Edit the rows from the very start down through the line containing "Give the mask of the dark", swapping every "dark storm cloud" for "dark rain cloud" and keeping the rest as is. Leave the pictures out of your answer.

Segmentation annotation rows
......

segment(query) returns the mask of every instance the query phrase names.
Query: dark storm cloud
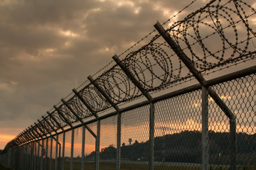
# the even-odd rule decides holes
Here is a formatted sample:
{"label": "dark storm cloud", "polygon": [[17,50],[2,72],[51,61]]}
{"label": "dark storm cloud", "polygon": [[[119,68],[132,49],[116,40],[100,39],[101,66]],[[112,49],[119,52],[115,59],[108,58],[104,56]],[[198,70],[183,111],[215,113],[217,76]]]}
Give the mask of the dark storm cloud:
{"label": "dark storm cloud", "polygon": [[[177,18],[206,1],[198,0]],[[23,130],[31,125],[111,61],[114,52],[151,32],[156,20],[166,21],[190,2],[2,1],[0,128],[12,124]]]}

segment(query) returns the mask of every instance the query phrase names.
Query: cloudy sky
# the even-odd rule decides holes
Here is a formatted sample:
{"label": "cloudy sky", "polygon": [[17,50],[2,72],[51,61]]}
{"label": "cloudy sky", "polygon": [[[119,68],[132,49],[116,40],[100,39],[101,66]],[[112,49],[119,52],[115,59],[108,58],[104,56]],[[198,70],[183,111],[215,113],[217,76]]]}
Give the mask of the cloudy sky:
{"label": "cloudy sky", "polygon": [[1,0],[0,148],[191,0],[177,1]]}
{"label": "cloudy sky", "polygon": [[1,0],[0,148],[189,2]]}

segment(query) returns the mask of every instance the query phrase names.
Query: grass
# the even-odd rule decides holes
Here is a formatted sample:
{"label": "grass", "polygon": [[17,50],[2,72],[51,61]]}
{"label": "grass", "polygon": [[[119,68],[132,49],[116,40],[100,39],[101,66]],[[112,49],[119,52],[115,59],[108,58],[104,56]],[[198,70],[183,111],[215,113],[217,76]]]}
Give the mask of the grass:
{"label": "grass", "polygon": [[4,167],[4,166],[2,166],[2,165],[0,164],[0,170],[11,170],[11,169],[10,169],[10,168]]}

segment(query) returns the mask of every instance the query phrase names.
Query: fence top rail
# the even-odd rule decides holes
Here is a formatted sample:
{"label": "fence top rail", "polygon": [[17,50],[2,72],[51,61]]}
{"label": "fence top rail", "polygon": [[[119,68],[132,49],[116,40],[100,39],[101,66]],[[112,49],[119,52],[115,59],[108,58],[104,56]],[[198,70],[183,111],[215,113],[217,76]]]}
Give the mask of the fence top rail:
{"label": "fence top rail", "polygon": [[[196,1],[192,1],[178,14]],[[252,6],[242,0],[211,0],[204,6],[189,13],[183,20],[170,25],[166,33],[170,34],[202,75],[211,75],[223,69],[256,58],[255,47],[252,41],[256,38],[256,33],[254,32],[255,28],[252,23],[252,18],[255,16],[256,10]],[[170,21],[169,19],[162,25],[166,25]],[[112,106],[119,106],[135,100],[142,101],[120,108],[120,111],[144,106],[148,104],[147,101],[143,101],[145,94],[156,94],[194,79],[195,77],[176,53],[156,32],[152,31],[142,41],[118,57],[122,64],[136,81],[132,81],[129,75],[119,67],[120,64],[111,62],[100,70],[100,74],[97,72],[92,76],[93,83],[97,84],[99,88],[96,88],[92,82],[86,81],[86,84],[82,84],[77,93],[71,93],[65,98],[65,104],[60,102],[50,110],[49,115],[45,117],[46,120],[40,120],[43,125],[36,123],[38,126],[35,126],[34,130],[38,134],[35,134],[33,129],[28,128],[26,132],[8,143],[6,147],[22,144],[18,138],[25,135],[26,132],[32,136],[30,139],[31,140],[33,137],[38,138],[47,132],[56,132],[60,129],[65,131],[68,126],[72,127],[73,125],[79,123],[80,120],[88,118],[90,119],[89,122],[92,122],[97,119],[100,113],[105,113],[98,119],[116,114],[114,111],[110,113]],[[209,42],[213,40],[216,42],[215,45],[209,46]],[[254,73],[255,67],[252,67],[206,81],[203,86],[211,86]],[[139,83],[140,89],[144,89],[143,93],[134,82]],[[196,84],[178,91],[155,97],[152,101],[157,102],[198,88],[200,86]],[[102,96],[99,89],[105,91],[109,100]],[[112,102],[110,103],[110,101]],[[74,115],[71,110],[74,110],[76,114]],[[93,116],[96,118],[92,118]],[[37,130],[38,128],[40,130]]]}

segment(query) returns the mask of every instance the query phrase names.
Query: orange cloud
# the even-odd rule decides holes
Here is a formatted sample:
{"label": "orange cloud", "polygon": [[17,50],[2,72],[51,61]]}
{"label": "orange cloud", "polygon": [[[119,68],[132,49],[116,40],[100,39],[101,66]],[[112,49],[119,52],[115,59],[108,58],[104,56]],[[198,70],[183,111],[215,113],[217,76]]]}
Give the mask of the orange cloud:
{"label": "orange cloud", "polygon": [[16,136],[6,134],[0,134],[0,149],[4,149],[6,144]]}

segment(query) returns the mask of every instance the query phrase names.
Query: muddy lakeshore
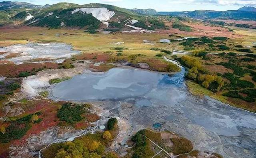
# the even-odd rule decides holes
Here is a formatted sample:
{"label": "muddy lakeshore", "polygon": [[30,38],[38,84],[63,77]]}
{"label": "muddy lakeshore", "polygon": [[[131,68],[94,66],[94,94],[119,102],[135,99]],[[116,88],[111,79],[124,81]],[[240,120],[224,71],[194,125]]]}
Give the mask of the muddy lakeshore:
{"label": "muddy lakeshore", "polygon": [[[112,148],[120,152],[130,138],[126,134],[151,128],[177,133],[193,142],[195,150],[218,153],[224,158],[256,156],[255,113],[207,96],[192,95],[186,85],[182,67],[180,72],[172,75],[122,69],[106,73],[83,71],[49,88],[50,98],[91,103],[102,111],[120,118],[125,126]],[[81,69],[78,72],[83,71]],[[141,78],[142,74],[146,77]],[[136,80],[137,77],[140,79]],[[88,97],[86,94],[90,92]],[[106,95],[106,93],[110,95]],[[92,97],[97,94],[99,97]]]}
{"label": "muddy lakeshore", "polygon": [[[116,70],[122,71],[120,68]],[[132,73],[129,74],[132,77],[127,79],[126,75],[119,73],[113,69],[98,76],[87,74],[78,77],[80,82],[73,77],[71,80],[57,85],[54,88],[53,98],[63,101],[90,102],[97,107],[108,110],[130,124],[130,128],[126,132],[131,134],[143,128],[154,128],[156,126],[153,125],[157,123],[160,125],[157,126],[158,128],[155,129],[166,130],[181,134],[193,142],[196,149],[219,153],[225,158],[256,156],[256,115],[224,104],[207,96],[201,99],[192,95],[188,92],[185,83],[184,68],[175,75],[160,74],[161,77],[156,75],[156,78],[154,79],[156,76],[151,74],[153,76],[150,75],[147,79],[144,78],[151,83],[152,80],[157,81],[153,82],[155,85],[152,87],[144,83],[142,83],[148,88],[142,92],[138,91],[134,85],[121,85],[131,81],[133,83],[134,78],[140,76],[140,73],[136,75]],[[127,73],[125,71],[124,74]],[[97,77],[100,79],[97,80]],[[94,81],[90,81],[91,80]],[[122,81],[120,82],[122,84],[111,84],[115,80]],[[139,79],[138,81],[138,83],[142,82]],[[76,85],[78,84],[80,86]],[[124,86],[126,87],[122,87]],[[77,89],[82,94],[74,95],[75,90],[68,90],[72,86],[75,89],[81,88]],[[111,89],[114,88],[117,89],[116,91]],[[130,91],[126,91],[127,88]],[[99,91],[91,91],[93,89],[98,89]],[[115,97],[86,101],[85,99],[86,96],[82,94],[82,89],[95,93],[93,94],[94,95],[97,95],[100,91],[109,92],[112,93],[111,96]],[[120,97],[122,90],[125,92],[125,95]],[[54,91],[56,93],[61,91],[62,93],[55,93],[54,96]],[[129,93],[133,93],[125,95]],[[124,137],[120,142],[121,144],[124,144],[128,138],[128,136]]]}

......

** EXERCISE SOLUTION **
segment(query) returns the mask of every instance the query phrase names.
Query: dark rain cloud
# the even-odd rule decides holes
Here is a formatted sample:
{"label": "dark rain cloud", "polygon": [[17,50],[2,72],[51,61]]}
{"label": "dark rain cloud", "polygon": [[[119,68],[132,49],[116,40],[100,39],[101,66]],[[112,49],[119,52],[115,59],[108,58],[104,56]],[[198,70],[183,111],[215,113],[217,76]]]}
Give the mask of the dark rain cloud:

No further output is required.